*Task instructions:*
• a. Please write out the stretch of the essay on Don McKay from "There are many" through "poet, John Lee.)".
• b. Continue the essay on Don McKay's poetry from the point where it stops.
── Given text ──
There are many so-called ecological reserves among these holdings. In our own latest case 7100 acres of fabulous wetland are set aside, including a rare domed bog of almost two thousand acres. This zone will be immune from human alteration whatever until the end of time, and will provide nesting and feeding grounds for any number of bird species.
Don McKay, I believe, would approve. Indeed, I first came upon his work over twenty years ago on a visit to Montreal, when I picked up a used copy of his Birding, or Desire (1983), whose principal speaker, like McKay, is an avid amateur ornithologist. (As I indicated in a blog post some time ago, I then unaccountably forgot McKay until lately reminded by another fine Canadian poet, John Lee.)
Not that birds are McKay’s only wild interest. For all its complexity—or perhaps because of it—I highly recommend his philosophical essay collection, Vis à Vis: Field Notes on Poetry & Wilderness (2001), which, far more than I’ll do in this short compass, may provide insights into McKay’s poetics and poetry. Indeed, prior to considering Angular Unconformity, I think it useful to make a brief divagation into Vis à Vis, because McKay increasingly sees himself as one of several fellow Canadian “ecopoets,” keenly attentive both to the natural world and to its crisis in our time.
It’s all very well for the hip, urbanized postmodernists to dismiss such concerns, no matter their own domains will likely be the first and worst to suffer, as appropriate only to bumpkins or sentimentalists. As McKay himself notes in “Baler Twine,” the penetrating initial essay of Vis à Vis, “admitting that you are a nature poet, nowadays, may make you seem something of a fool, as though you’d owned up to being a Sunday painter…. By this time ‘nature’ has been so lavishly oversold that the word immediately invokes several kinds of vacuous piety, ranging from Rin-Tin-Tinism to knee-jerk environmental concerns.”
McKay seeks another path. His acknowledgment of the postmodern stance, however, is crossed by resistance, for reasons that are “merely empirical: before, under, and through the wonderful terrible wrestling with words and music there is a state of mind which I’m calling ‘poetic attention.’ I’m calling it that, though even as I name it I can feel the falsity (and in some way the transgression) of nomination: it’s a sort of readiness, a species of longing which is without the desire to possess, and it does not really wish to be talked about.”
The author distinguishes between his poetic attention and romantic inspiration; in the case of the latter, McKay notes the aptness of the Aeolian harp to the romantic author’s poetry, such poetry yearning for perception to become language. This is less, he points out, a celebration of nature itself than of the creative imagination for its own sake. “Poetic attention,” on the other hand, “is based on a recognition and a valuing of the other’s wilderness; it leads to a work which is not a vestige of the other, but a translation of it.” The author who pays such attention is in search of an awareness released, however incompletely, from the “primordial grasp” involved, say, in building a home; he or she will pay tribute to the wilderness of the other.
───
── Extracted records ──
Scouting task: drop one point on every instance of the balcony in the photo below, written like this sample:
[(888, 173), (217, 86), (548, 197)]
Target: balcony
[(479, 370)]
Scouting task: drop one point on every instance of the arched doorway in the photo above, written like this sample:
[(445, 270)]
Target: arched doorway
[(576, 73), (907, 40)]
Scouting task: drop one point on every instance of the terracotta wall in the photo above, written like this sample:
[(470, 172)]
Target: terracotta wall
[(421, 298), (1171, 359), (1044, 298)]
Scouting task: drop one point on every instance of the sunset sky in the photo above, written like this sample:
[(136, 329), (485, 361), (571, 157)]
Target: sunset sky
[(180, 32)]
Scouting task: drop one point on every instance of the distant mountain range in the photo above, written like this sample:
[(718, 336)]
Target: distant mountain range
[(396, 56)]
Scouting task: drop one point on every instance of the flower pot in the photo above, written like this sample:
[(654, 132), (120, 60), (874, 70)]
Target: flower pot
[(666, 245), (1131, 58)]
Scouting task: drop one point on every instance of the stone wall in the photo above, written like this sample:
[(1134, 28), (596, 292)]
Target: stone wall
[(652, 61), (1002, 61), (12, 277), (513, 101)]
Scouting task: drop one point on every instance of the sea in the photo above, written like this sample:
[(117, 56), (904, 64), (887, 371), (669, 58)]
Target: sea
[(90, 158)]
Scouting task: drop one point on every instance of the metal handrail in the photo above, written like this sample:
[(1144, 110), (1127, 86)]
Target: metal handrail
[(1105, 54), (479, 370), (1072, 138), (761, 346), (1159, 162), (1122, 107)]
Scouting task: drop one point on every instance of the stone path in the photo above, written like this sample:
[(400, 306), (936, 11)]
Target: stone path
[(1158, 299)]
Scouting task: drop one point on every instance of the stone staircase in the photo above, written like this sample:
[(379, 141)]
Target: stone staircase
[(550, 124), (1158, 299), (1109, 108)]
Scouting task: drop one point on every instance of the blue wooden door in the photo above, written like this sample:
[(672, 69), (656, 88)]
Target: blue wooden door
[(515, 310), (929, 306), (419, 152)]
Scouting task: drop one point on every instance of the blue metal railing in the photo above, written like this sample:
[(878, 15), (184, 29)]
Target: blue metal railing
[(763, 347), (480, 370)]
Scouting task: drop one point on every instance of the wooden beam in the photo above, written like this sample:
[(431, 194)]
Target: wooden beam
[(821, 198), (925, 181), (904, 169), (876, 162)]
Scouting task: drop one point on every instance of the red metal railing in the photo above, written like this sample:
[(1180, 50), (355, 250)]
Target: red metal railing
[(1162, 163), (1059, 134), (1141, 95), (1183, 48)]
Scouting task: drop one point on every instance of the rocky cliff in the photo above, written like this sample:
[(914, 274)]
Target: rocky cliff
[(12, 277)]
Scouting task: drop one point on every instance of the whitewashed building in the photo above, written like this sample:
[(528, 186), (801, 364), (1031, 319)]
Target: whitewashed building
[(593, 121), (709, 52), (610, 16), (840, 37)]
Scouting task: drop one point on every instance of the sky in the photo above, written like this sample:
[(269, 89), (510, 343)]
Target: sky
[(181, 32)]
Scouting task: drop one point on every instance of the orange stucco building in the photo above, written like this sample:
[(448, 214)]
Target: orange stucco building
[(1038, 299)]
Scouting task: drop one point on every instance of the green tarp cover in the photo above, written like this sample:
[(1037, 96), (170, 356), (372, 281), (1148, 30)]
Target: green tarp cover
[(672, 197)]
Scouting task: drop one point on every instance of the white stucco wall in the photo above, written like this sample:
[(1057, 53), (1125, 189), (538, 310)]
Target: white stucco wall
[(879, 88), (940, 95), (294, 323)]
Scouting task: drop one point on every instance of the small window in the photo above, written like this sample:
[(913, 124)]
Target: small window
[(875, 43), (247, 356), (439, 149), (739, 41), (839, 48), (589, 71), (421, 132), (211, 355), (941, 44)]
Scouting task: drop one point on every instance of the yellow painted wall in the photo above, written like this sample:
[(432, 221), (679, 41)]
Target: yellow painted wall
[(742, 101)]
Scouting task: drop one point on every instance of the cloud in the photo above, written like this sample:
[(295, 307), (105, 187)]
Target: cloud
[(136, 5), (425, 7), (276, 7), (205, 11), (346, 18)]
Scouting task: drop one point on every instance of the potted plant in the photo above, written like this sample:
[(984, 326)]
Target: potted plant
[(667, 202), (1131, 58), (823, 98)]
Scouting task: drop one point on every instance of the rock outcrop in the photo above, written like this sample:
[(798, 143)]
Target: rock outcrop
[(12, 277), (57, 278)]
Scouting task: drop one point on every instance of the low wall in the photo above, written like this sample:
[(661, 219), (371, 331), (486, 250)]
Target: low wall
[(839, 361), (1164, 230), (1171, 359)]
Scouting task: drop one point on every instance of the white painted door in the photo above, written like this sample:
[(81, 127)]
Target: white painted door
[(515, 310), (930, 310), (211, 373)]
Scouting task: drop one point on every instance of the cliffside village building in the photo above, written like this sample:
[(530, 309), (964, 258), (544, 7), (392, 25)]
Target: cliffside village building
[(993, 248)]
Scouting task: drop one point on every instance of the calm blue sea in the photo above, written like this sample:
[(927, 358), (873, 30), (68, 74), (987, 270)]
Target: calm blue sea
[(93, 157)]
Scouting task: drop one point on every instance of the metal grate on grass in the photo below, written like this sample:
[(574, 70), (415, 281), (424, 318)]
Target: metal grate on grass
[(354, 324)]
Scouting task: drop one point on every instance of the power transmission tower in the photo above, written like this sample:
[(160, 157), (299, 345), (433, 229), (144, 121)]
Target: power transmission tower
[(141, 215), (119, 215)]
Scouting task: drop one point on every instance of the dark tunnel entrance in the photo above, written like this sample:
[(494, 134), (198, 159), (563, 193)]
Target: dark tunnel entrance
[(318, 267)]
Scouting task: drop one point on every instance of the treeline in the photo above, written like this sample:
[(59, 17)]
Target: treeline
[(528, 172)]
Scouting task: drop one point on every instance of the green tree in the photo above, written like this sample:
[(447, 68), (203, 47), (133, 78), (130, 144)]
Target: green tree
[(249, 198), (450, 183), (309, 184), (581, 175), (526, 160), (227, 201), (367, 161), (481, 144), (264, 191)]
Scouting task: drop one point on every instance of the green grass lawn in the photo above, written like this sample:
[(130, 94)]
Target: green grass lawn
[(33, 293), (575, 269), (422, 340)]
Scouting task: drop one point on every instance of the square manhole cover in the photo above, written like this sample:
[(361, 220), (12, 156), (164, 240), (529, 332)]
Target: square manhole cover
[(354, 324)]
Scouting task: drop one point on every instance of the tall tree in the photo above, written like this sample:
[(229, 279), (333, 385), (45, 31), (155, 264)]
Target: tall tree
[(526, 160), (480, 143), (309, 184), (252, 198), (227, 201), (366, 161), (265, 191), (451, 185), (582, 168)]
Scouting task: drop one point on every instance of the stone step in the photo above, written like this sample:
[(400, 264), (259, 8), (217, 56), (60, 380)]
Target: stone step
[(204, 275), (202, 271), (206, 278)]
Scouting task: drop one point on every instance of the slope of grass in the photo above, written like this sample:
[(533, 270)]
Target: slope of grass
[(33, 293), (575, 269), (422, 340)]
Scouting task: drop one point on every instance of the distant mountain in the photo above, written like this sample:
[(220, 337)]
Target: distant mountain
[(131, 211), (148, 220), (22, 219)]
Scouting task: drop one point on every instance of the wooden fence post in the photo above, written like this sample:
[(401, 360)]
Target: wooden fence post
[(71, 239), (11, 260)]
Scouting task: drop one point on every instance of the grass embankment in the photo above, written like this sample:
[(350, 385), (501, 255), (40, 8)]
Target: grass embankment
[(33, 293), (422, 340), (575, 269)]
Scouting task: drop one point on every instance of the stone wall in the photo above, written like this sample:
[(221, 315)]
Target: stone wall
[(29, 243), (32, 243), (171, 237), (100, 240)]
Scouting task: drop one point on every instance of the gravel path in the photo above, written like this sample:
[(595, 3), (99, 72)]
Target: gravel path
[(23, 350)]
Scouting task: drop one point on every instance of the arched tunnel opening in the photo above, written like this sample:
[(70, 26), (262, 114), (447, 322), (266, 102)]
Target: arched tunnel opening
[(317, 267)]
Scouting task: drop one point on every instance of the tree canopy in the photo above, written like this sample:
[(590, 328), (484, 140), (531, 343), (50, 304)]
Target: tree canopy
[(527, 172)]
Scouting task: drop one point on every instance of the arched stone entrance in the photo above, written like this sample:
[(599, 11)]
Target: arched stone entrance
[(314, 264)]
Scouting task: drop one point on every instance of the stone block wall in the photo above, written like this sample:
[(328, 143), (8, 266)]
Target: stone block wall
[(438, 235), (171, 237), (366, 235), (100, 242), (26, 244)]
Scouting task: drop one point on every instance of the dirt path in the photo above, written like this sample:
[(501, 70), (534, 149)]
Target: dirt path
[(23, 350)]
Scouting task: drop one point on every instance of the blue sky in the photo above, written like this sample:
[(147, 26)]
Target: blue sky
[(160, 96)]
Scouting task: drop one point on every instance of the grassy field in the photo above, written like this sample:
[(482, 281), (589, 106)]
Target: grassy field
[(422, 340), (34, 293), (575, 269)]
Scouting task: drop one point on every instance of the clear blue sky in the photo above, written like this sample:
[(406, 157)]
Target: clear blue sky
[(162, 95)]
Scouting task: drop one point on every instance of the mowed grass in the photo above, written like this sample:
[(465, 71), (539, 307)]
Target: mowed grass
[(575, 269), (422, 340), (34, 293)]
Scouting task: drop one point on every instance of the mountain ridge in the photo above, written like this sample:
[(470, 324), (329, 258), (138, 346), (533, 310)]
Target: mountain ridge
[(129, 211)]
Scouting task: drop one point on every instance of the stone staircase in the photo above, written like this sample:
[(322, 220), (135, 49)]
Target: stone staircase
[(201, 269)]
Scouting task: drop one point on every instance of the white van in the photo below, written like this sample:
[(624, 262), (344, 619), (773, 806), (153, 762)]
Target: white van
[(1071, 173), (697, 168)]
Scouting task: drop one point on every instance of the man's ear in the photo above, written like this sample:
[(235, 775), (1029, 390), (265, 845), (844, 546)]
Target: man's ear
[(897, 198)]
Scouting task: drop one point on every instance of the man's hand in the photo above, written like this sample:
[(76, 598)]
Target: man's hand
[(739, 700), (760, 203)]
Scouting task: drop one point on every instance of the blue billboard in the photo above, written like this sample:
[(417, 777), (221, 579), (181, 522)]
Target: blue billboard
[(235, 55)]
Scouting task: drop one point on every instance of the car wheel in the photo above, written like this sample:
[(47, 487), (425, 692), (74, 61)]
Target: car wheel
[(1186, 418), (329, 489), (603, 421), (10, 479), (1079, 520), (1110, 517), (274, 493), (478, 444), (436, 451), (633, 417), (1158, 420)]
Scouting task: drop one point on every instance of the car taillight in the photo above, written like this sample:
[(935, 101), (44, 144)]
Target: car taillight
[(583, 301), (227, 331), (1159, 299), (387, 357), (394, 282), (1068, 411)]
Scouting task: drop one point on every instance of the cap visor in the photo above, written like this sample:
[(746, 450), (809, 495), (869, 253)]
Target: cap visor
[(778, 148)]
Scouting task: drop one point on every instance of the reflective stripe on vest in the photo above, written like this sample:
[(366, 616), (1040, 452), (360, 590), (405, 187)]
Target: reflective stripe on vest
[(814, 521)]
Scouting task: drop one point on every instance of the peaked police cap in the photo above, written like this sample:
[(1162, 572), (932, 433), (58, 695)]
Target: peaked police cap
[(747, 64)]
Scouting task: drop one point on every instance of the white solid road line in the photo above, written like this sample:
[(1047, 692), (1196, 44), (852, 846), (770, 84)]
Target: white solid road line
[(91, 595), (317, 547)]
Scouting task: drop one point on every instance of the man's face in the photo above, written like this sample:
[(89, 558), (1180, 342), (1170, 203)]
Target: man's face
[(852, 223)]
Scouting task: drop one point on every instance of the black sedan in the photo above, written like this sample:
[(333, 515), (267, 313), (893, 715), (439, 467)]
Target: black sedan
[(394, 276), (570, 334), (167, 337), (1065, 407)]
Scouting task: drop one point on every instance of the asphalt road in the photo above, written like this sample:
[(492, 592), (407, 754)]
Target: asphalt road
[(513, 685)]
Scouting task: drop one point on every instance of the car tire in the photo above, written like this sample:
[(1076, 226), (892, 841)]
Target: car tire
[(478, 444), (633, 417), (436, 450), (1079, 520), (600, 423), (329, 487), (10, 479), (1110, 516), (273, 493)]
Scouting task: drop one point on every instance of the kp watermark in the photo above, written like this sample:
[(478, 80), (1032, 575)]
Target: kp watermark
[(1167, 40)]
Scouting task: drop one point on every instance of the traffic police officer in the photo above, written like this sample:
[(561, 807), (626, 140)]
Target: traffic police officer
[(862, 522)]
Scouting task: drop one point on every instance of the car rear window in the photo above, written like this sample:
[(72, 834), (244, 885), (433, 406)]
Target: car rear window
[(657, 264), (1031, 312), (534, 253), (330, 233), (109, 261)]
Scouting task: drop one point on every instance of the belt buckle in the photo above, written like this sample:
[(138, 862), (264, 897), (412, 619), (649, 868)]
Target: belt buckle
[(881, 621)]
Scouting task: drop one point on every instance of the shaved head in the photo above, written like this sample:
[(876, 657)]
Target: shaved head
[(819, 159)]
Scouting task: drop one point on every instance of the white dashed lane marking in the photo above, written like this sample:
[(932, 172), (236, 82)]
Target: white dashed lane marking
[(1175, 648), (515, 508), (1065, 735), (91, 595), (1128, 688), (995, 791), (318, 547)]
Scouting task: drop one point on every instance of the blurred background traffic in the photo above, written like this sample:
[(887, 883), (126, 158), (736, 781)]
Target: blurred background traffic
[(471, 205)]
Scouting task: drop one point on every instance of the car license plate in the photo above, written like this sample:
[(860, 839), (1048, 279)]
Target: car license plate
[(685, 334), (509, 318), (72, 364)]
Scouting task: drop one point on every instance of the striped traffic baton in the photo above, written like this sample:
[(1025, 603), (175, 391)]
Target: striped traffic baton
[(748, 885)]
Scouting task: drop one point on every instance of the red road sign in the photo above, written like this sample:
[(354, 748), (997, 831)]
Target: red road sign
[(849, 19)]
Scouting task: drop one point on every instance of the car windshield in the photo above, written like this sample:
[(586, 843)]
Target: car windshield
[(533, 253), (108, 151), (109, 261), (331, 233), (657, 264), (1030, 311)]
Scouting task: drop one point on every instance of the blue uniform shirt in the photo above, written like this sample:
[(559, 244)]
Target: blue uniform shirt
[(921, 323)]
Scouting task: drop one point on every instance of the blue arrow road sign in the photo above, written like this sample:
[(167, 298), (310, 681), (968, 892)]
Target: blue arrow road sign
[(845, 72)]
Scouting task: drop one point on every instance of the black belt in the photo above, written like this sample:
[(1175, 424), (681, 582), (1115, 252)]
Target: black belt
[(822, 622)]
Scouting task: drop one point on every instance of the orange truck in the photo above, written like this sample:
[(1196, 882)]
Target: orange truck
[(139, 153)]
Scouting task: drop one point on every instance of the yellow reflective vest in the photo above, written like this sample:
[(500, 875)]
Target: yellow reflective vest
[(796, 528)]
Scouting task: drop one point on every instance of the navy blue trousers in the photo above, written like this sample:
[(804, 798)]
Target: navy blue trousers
───
*Results of the tasks:*
• a.
There are many so-called ecological reserves among these holdings. In our own latest case 7100 acres of fabulous wetland are set aside, including a rare domed bog of almost two thousand acres. This zone will be immune from human alteration whatever until the end of time, and will provide nesting and feeding grounds for any number of bird species.
Don McKay, I believe, would approve. Indeed, I first came upon his work over twenty years ago on a visit to Montreal, when I picked up a used copy of his Birding, or Desire (1983), whose principal speaker, like McKay, is an avid amateur ornithologist. (As I indicated in a blog post some time ago, I then unaccountably forgot McKay until lately reminded by another fine Canadian poet, John Lee.)

• b.
No matter its density, Vis à Vis is a joy simply from a stylistic point of view. For example—and I could find scores—“whenever I see (a raven), I feel absurdly gregarious, and often find myself croaking back, hoping it might decide to perch a spell. Yes, there’s a kind of reverence in this. I do imagine receiving wisdom from this creature, but not packaged as wisdom. It’ll come dressed as talk, palaver. And it will have content, unlike, say, the pure lyric of a white-throated sparrow.”
This prose work is not merely to be read; it is to be re-read and re-read. The same can be said, even more emphatically, of Angular Unconformity. I make no claim, as I’ve already conceded, to having considered each of the book’s hundreds of pages: I have, with a sort of willful non-muscularity, roved through it, and I savor the notion that it will always be close at hand, for even to rove here is to encounter abundant pleasure and challenge.
McKay’s “A Note on the Title” defines angular unconformity—savaged as a title term in a smug, self-indulgent, and stupendously wrong-headed rant against the whole book by gadfly Michael Lista (National Post, October ’14)—as “a border between two rock sequences, one lying at a distinct angle to the other, which represents a significant gap—often millions of years—in the geological record… It might also be described as a fissure through which deep time leaks into history and upsets its authority.” The realms that fascinate this poet, then, are so vast and so imponderable that, as in Vis à Vis, no mortal man or woman may dream of containing them, not even in the 554 pages that go into this grand collection.
I mean, therefore, to “review” Angular Unconformity in an entirely unorthodox, even a dilettantish way, but one which may, I hope, indicate certain abiding themes and motifs, not to mention the sustained high quality, of this poet’s oeuvre. Just as if, in fact, the book lay at my bedside, I’ll dip at literal random into portions of the collection, not even responding to every last one, or, in some cases, responding with mere generalities, and ultimately snapping shut in the interest of space.
My main intention here, anyhow, is simply to say, Go read the work.
I preface what follows with a poem from Strike/Slip (2006). In several ways, I believe, it synopsizes a good deal of what I’ve been discussing. The poem’s omni-referentiality, in fact, may account for the publisher’s decision to replicate it on the dust-jacket:
Astonished
Astounded, astonied, astunned, stopped short
and turned toward stone, the moment
filling with its slow
stratified time. Standing there, your face
cratered by its gawk,
you might be the symbol signifying eon.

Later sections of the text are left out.